[Explore the material]
1. Please rewrite the paragraph beginning "India's pioneering experience in building DPI" from the text on India's AI ecosystem as a short list that keeps its main facts.
2. According to the text on India's AI ecosystem, how many GPUs does India's common pool access model include?

====== Text section

A futuristic robotic hand elegantly presents various educational and technological icons against a modern office background, emphasizing themes of growth and innovation. Auvana | Photo credit: Shinsei Movements
On the three broad core technical ingredients for the AI ecosystem, namely compute, data and fundamental models, India has taken a public-led approach. In computing, India has a common pool access model of over 34,000 GPUs (Graphics Processing Units), democratizing hardware access among research institutions, startups and enterprises. Through AI Kosh there is an open data repository with hundreds of datasets, suitable for model training and general interest applications. Similarly, a public-private-academic triad exists between MeitY’s IndiaAI mission as the organiser, SarvamAI as the developer and IIT Madras as the talent and research center to build India’s sovereign foundational LLM model.
India’s pioneering experience in building DPI is now shaping the way AI is interwoven into the nation’s digital rails. The Aadhaar identity system increasingly uses AI-enabled facial matching to strengthen authentication on a population scale. In digital payments, AI-powered voice-based interfaces such as Hello! UPI expands financial access to users who may not be comfortable with text-based interfaces. Similarly, Open Healthcare Network – a UN digital public good from India – now includes GenAI-based medical writer tools that convert doctor conversations into structured electronic health records, integrated with the Ayushman Bharat Digital Mission’s national health data framework.
Local accessibility
India has also put local accessibility and linguistic diversity at the heart of its AI mission. Through initiatives like Bhashini, under the National Language Translation Mission, the government is supporting the creation of open-source multilingual datasets in 22 Indian languages and is now offering a tool called Shrutlekh for AI-driven real-time speech recognition, translation and transcription. This is complemented by the work of AI4Bharat and BharatGen as the academic center for NLP and Indian language speech recognition to create tools and multilingual LLMs that reflect India’s cultural and linguistic diversity. Together, such efforts are enabling a generation of language-inclusive AI applications, exemplified by startups like Bharat Intelligence, which are using voice-based AI to organize rural agricultural labor markets.

============
====== Extracted material

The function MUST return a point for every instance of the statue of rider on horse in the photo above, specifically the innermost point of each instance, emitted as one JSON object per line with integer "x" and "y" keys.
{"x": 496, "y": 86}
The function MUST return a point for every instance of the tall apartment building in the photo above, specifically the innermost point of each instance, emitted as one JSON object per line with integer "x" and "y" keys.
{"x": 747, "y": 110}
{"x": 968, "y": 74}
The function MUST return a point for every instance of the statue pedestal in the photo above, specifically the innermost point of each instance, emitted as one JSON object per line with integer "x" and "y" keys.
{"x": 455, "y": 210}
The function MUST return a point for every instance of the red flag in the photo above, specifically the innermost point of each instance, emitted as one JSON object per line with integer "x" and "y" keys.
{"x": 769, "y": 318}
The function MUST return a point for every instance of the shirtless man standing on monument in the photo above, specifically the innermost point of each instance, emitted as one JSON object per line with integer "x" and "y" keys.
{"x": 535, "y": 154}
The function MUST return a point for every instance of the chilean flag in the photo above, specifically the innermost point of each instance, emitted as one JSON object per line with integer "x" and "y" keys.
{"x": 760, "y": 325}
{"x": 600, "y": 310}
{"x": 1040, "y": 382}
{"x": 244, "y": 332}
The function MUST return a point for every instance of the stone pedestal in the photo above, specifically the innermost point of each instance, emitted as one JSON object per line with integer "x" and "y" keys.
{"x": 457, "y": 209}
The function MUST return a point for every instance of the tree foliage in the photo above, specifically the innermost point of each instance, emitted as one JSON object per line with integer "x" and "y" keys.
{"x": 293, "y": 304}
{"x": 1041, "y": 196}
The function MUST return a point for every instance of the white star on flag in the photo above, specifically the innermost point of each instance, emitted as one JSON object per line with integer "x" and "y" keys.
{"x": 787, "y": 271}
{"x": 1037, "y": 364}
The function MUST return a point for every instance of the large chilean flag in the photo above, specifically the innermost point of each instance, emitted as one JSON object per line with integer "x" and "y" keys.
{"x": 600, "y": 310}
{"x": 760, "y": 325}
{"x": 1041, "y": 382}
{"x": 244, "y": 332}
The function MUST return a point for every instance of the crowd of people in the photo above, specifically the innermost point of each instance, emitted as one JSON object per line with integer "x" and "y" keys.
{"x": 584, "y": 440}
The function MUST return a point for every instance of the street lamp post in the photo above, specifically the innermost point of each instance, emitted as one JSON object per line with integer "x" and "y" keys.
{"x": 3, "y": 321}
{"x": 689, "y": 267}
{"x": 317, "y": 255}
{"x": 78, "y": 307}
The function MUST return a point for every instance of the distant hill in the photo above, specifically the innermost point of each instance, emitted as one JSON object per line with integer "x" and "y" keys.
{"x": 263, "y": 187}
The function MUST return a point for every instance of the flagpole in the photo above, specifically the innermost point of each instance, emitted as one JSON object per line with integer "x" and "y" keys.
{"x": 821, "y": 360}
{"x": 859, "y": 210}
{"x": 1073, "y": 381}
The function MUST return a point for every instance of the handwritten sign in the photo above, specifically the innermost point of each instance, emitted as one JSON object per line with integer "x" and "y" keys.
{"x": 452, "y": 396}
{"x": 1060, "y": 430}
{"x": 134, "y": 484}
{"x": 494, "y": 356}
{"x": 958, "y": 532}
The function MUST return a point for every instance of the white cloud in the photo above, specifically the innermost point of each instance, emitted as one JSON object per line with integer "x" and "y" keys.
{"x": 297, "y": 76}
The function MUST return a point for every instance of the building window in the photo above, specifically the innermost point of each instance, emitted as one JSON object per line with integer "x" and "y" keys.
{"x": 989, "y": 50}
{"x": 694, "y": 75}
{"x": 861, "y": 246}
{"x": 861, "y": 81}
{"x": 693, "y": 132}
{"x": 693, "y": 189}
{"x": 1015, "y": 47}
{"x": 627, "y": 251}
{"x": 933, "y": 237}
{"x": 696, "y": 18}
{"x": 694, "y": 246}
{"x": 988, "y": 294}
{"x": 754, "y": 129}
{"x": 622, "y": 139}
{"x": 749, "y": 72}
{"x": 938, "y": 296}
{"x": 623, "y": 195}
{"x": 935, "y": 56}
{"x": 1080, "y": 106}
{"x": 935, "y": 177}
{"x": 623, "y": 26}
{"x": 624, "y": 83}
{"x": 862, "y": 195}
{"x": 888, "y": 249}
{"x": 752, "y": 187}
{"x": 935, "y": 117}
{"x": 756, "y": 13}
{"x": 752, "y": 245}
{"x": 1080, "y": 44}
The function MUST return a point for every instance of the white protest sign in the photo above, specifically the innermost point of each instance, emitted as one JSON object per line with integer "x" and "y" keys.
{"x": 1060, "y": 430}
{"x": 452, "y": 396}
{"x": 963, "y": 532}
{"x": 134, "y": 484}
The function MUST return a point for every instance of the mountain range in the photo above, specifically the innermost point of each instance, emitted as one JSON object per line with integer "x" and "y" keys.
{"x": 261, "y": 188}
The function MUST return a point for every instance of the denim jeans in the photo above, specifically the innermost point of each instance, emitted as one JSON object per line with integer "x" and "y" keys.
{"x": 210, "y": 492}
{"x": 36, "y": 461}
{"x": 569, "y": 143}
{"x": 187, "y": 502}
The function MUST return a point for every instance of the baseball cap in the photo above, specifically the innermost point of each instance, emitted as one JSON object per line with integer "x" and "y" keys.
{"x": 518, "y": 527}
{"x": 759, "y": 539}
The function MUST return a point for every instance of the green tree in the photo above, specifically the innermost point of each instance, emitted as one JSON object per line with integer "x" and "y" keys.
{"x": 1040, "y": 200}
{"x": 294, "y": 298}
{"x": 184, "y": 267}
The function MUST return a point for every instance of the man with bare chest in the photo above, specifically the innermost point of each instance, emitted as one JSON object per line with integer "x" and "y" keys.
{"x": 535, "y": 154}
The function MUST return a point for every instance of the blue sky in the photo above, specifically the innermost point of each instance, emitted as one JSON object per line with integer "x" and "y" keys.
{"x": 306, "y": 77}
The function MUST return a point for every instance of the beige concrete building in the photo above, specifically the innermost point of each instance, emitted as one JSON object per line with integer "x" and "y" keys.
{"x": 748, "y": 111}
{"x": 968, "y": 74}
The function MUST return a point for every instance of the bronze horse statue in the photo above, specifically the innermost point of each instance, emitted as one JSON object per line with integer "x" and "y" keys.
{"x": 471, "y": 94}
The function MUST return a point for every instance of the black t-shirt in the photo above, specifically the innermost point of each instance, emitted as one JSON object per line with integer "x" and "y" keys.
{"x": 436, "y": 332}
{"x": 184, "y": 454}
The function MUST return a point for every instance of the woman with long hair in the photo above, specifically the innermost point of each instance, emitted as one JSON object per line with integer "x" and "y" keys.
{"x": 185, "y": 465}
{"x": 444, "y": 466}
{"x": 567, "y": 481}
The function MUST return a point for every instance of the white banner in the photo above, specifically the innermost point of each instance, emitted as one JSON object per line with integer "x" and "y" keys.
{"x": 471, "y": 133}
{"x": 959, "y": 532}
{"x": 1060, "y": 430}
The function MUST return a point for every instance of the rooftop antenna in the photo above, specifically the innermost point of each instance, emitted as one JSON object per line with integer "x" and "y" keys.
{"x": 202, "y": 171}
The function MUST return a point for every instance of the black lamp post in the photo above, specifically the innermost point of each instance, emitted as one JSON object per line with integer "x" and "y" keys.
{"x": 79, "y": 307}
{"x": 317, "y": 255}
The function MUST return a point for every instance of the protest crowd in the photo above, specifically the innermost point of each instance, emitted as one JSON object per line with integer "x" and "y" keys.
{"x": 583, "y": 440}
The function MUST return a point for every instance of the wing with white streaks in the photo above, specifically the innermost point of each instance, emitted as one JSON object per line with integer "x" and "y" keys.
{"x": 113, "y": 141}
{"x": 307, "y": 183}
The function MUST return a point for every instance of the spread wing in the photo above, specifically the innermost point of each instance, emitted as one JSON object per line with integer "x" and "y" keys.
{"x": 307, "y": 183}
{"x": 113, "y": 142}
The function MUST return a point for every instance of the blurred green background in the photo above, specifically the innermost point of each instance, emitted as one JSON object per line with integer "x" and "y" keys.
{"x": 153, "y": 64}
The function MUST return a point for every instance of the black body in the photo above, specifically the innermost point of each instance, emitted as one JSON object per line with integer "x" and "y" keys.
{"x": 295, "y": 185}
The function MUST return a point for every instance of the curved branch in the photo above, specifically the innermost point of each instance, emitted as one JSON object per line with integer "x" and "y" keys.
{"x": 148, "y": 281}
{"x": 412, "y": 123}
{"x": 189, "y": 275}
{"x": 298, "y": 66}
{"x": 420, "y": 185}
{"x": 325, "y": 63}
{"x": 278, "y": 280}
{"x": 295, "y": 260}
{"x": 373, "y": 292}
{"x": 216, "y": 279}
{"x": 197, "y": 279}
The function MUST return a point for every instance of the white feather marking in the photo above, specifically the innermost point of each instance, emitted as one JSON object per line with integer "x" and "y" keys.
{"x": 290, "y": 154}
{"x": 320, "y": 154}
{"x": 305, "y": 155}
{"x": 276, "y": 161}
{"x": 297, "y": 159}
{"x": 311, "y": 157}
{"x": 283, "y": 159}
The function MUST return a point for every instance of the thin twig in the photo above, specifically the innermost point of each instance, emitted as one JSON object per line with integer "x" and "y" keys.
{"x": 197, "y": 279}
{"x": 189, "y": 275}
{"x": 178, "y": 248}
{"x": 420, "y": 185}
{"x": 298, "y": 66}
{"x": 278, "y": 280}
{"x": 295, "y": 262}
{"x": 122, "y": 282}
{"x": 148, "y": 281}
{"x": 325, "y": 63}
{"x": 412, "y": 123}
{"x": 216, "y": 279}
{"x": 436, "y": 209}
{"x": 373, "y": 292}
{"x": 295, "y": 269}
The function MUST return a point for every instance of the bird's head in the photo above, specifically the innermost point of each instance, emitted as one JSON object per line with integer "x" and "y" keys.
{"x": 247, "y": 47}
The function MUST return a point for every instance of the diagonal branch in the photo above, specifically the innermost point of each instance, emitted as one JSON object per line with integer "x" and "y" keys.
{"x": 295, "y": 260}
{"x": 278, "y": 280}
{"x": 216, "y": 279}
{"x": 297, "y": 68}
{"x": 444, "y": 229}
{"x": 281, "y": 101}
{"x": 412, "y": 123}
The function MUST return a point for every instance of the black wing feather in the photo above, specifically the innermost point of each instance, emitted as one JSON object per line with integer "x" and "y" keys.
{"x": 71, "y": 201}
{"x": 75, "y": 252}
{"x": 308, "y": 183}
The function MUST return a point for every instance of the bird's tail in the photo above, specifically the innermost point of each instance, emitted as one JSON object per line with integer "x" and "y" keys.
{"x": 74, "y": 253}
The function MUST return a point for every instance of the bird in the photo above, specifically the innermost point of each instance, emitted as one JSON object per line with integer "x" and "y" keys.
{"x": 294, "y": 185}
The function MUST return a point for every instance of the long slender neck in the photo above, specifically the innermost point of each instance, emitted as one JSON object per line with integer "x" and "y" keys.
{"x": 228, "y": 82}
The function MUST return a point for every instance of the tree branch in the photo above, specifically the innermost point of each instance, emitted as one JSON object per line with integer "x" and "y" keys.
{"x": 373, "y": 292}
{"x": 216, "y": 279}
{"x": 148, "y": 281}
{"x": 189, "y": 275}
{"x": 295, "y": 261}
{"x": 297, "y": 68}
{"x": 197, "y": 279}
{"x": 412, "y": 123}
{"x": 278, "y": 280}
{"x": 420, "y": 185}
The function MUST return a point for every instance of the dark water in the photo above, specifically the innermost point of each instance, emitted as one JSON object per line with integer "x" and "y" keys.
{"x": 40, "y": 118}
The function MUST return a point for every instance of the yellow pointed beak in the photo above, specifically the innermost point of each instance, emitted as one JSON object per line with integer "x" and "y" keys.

============

[Solved problems]
1.
- India's experience building DPI is shaping how AI is woven into the nation's digital rails.
- The Aadhaar identity system increasingly uses AI-enabled facial matching to strengthen authentication at population scale.
- In digital payments, AI-powered voice interfaces such as Hello! UPI expand financial access to users who may not be comfortable with text-based interfaces.
- Open Healthcare Network, a UN digital public good from India, now includes GenAI-based medical writer tools that turn doctor conversations into structured electronic health records. These tools are integrated with the Ayushman Bharat Digital Mission's national health data framework.

2. Over 34,000 GPUs.